Contemporary urban ecology maintains this orientation, but has been spurred further by new data forms and methodological developments. The concern for social exclusion and the increasing ethnic diversification of high-income societies provides increasing impetus for the ecological approach and encourages revisiting Robert Park’s notion that spatial distance reflects social distance. Contemporary treatments emphasize dynamic changes in residential environments, extending classical concerns for the process of residential sorting and succession. In a related thread ecology investigates the restructuring of urban areas in light of significant transportation, communication, and industrial transformations. Scholars have used this framework to understand new urban forms and how systems of interurban hierarchy emerge.
Urban ecology readily lends itself to the exploitation of multi-level or contextual data and associated statistical approaches. In multi-level data, individual information (microdata) is merged with characteristics of neighborhoods or a wider geographic area. Individual outcomes are predicted not only from individual traits, but also from characteristics of the wider community. The ”neighborhood effects” literature, both substantively and methodologically, can be seen as a major intellectual development consonant with the approach of urban ecology. Similarly, the broad interest in the sociology of the macro-micro link overlaps significantly with ecologists’ interest in community, in multiple levels of aggregation, and in dynamic interchange. The multi-level ecological approach can be engaged at varying geographic scales, from tracing household mobility to neighborhood composition through examining how individual health and socioeconomic outcomes are influenced by structural conditions measured at the regional level.

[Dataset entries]

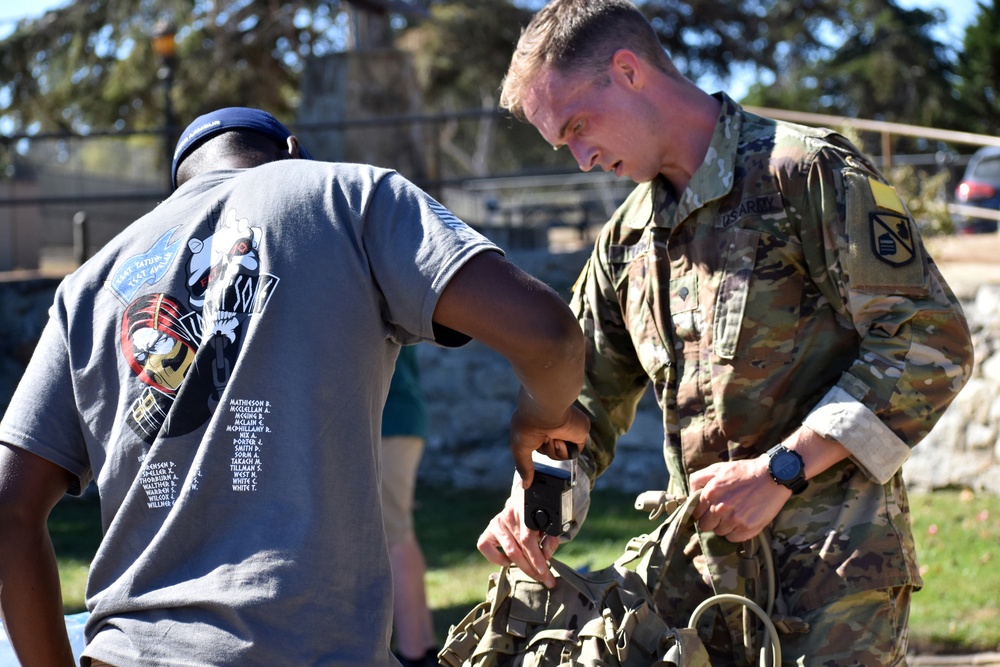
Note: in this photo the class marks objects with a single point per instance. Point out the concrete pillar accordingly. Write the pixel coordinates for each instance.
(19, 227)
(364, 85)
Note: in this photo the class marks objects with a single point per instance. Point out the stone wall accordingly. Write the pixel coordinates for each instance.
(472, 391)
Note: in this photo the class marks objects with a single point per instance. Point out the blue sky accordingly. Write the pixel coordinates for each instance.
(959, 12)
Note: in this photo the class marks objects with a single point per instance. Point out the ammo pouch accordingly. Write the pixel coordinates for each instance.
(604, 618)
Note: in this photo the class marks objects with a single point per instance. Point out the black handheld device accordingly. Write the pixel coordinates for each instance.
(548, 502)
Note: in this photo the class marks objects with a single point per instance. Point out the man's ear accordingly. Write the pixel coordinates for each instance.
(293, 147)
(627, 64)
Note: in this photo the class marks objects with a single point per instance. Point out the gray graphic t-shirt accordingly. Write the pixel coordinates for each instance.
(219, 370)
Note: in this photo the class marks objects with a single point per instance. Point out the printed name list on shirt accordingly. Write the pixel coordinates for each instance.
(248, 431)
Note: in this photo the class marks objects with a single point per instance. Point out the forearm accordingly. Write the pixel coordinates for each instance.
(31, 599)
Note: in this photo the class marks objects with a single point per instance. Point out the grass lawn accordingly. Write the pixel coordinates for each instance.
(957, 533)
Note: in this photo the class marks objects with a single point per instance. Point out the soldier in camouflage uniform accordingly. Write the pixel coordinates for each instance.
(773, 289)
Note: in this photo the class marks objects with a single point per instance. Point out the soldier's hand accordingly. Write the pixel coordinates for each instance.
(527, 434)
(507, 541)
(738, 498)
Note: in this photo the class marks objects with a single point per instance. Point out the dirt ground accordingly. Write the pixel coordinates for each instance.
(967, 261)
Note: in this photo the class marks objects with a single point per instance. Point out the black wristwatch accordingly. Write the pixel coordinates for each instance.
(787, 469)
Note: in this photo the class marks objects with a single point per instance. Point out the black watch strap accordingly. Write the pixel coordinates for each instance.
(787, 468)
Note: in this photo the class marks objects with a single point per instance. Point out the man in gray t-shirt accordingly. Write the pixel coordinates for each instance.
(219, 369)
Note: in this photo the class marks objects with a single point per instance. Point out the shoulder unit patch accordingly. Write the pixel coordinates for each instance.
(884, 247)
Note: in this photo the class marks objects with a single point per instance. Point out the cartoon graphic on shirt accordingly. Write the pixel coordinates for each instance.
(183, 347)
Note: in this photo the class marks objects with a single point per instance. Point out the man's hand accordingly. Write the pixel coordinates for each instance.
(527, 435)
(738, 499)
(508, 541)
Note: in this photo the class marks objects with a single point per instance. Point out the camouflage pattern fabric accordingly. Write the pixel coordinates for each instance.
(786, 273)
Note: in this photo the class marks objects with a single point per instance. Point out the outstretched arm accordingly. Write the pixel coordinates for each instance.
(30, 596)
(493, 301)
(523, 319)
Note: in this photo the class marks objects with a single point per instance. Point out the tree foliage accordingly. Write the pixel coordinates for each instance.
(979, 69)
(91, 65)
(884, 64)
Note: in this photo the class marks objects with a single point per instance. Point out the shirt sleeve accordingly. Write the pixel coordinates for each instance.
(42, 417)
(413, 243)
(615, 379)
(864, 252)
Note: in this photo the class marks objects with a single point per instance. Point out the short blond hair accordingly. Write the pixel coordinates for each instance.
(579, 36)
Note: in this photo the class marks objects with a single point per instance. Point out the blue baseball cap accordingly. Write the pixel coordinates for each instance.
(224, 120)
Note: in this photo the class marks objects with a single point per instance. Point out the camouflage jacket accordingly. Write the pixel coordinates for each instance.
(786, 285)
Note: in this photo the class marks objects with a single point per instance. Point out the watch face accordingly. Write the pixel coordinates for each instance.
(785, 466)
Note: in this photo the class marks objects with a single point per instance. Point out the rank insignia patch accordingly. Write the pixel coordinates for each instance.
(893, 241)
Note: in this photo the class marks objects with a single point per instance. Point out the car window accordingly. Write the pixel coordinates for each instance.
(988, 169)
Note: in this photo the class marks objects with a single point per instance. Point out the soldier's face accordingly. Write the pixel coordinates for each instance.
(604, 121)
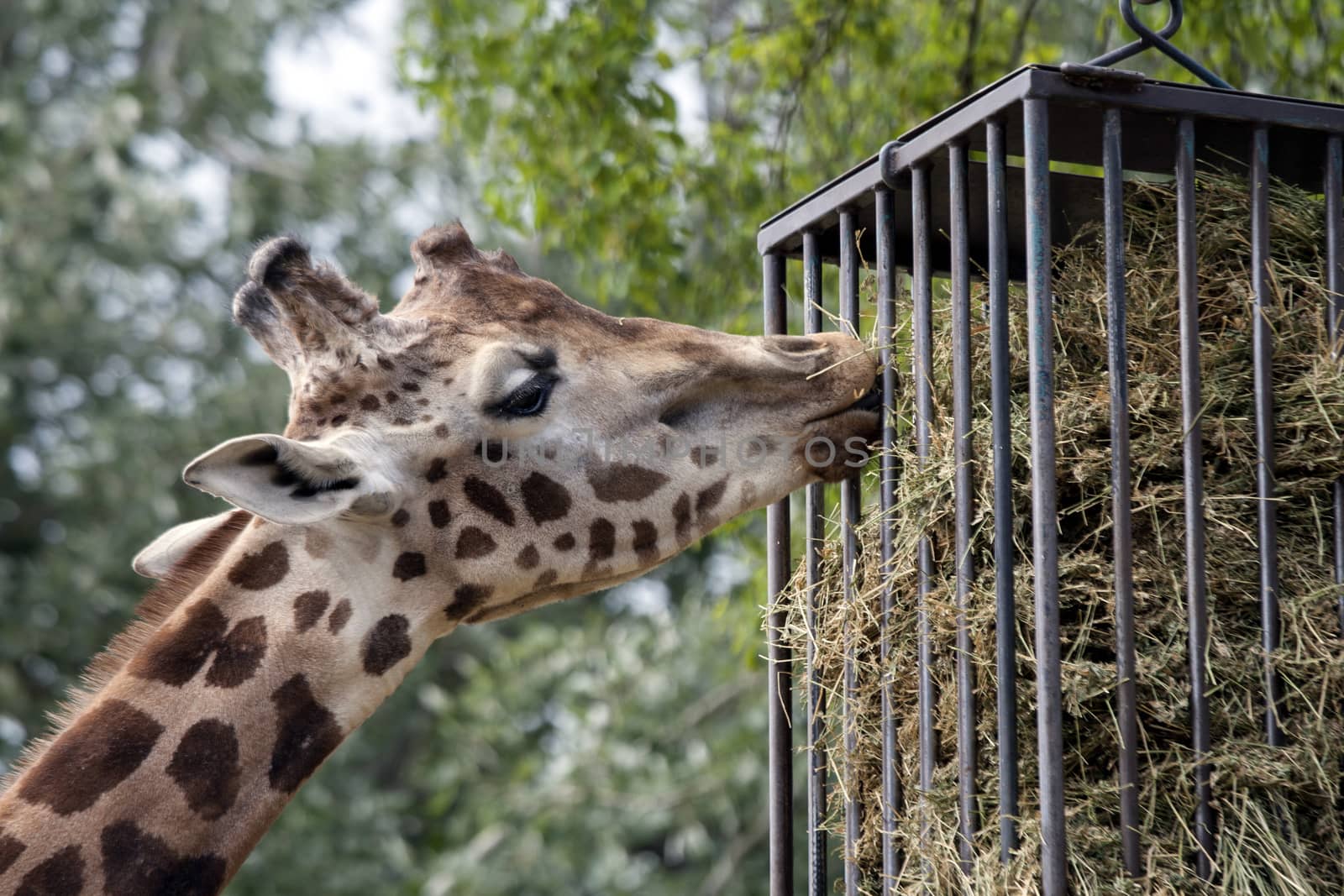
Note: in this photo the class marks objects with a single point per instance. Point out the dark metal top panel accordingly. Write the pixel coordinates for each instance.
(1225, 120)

> _REQUIREMENT_: Duplicate the passage on urban ecology word for word, starting with "Contemporary urban ecology" and going on through "interurban hierarchy emerge.".

> _RESPONSE_:
Contemporary urban ecology maintains this orientation, but has been spurred further by new data forms and methodological developments. The concern for social exclusion and the increasing ethnic diversification of high-income societies provides increasing impetus for the ecological approach and encourages revisiting Robert Park’s notion that spatial distance reflects social distance. Contemporary treatments emphasize dynamic changes in residential environments, extending classical concerns for the process of residential sorting and succession. In a related thread ecology investigates the restructuring of urban areas in light of significant transportation, communication, and industrial transformations. Scholars have used this framework to understand new urban forms and how systems of interurban hierarchy emerge.